[Opening DOCUMENT EXTRACT section]

AI for Science and Management in 2019: You haven’t seen disruption yet

For all of its explosive growth, AI still has to make deep roads in management (as opposed to operations) and theoretical science beyond data analysis. But both frontiers will be pushed back faster and further than most people think, and with unprecedented impact.

The difficulty so far lies in the balance between the complexity of the systems we want to control and the limits to experimentation. Computers are superb at learning how to do even extremely complex things, like Go or chess, as long as they are given freedom to experiment. Even complex physical tasks like driving a car are beginning to be manageable through a combination of massive data sets, good simulators, and very large amounts of money spent having cars drive themselves around.

Companies have much smaller margins of error: you can’t test thousands of business strategies until a neural network learns what works for you. Scientific research, for example in medicine, faces a related set of issues. Although it’s a profoundly experimental science, our tools are so inelegant compared with the (often underestimated in the popular press) complexity of the human body, that we have comparatively little information about what’s going on, and relatively blunt tools with which to try to steer it.

The next breakthrough, or rather what’s already moving through the “early adopter” phase, lies precisely in algorithms focused on learning how to do things to systems with the minimum of experimentation. The combination of causal models (a type of probabilistic models with some simple but powerful mathematical extensions) and increasingly flexible probabilistic programming systems is moving us, as described in Judea Pearl’s technical report, from tools that let us figure out what we know about what’s going on based on what we see, to tools that let us ask what will happen if we do something to the system, or what would have happened if we had, and this while integrating in an efficient way both the available data and the conceptual knowledge of human experts.

It all sounds significantly more abstract, and much less exciting, than self-driving cars, but its impact will be seismic. Today days managers and scientists make decisions using superhuman amounts of information; nobody in a competitive organization is expected, or allowed, to operate using only the information they can hold in their head. In a comparatively short time, the only competitive organizations will be those that make decisions using data-driven causal models allowing them to simulate the results, and know the uncertainties, of different actions. Despite their apparent simplicity compared with the ambiguous richness of our intuitions, properly built causal models prove to be more effective, dynamic, and, perhaps above all, scalable than anything a human could master on their own, much less run in their head.

[Closing DOCUMENT EXTRACT section]

■ ACTIONS TO TAKE ■
[1] In the essay on AI in science and management, what kind of models are causal models said to be?
[2] According to the essay on AI in science and management, what combination of things is making driving a car manageable? List each one.
[3] Reproduce the passage of the essay on AI in science and management that opens with the words containing "For all of its" and closes with "with unprecedented impact.".
You don't need the entries that follow.

[Opening GIVEN RECORDS section]

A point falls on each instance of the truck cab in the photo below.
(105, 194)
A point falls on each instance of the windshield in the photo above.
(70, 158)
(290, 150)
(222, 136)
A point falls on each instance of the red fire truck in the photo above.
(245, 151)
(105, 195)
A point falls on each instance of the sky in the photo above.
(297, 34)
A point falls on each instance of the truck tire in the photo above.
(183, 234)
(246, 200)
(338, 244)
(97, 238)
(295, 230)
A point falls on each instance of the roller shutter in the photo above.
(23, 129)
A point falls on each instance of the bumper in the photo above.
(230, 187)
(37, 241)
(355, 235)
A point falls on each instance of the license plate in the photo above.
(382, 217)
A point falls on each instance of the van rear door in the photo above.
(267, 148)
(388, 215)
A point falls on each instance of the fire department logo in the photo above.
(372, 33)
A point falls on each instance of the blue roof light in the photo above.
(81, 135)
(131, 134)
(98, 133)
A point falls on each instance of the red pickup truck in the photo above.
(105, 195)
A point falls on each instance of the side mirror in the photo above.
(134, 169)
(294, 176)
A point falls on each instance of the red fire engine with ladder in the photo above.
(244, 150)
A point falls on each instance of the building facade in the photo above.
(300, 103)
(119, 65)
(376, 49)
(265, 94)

[Closing GIVEN RECORDS section]
[Opening GIVEN RECORDS section]

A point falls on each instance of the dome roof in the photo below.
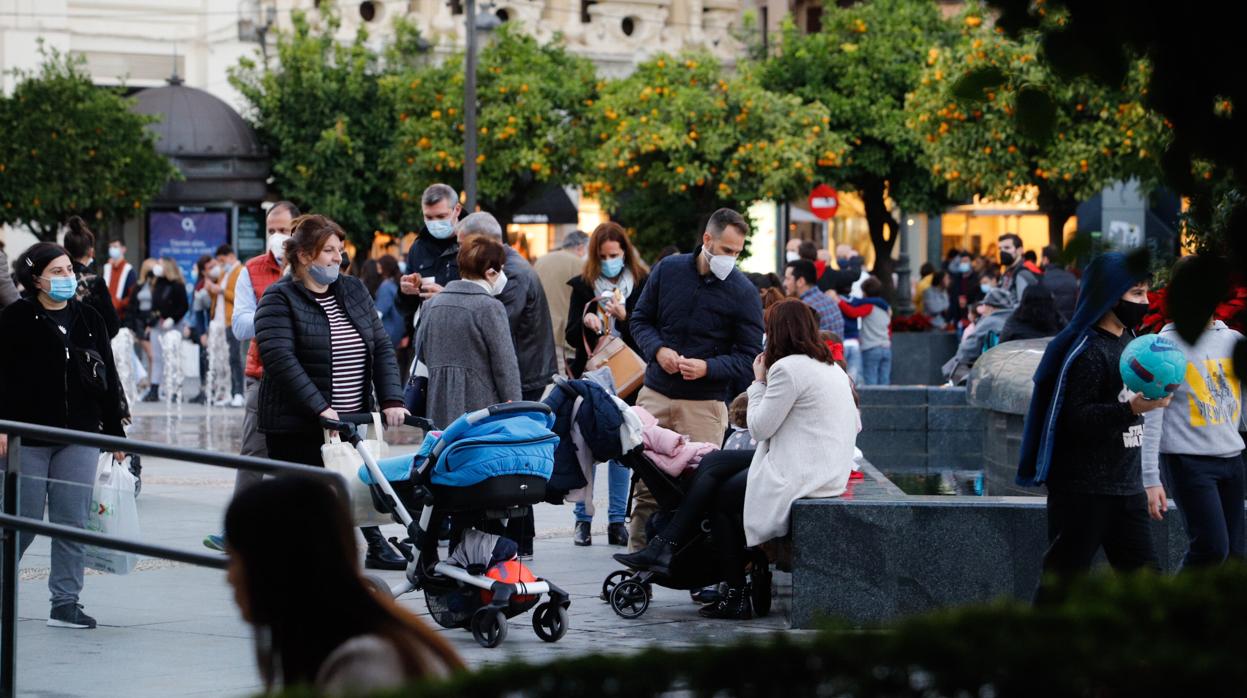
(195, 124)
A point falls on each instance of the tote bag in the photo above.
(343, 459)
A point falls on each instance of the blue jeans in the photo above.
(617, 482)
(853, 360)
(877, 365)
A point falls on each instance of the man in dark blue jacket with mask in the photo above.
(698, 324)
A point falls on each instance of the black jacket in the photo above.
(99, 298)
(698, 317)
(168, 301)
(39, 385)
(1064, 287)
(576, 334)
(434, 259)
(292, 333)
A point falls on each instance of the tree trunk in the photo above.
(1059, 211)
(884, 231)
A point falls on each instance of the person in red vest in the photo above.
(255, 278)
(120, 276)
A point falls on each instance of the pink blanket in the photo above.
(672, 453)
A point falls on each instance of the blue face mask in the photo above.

[Closing GIVEN RECORDS section]
[Opening GIVEN RECORDS section]

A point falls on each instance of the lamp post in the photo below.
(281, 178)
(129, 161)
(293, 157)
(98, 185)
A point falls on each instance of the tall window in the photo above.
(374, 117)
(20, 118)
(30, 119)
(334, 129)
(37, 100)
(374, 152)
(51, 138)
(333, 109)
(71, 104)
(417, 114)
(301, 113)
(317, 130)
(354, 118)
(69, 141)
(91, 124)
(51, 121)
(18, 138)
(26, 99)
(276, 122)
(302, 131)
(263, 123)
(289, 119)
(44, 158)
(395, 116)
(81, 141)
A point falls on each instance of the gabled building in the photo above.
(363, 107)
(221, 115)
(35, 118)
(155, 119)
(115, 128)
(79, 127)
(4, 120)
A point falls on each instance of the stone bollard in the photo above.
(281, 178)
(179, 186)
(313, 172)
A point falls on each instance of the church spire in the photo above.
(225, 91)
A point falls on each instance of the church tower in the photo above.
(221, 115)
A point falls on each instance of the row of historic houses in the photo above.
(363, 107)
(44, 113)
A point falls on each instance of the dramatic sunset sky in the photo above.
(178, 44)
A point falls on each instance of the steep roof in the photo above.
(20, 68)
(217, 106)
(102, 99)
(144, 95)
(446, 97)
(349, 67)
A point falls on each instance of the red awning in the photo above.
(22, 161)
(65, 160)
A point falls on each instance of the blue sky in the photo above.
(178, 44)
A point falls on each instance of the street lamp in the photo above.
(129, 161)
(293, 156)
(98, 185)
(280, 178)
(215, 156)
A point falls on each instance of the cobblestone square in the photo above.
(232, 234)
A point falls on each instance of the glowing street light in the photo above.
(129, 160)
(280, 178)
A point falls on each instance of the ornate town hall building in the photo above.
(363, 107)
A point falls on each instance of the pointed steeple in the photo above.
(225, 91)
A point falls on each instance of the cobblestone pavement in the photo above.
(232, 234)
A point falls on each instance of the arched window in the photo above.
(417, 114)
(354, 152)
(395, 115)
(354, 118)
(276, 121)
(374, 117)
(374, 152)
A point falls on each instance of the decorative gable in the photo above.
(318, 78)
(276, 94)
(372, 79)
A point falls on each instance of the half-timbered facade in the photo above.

[Closing GIVEN RECORDS section]

■ OUTPUTS FOR THE TASKS ■
[1] A type of probabilistic models with some simple but powerful mathematical extensions.

[2]
- Massive data sets
- Good simulators
- Very large amounts of money spent having cars drive themselves around

[3]
For all of its explosive growth, AI still has to make deep roads in management (as opposed to operations) and theoretical science beyond data analysis. But both frontiers will be pushed back faster and further than most people think, and with unprecedented impact.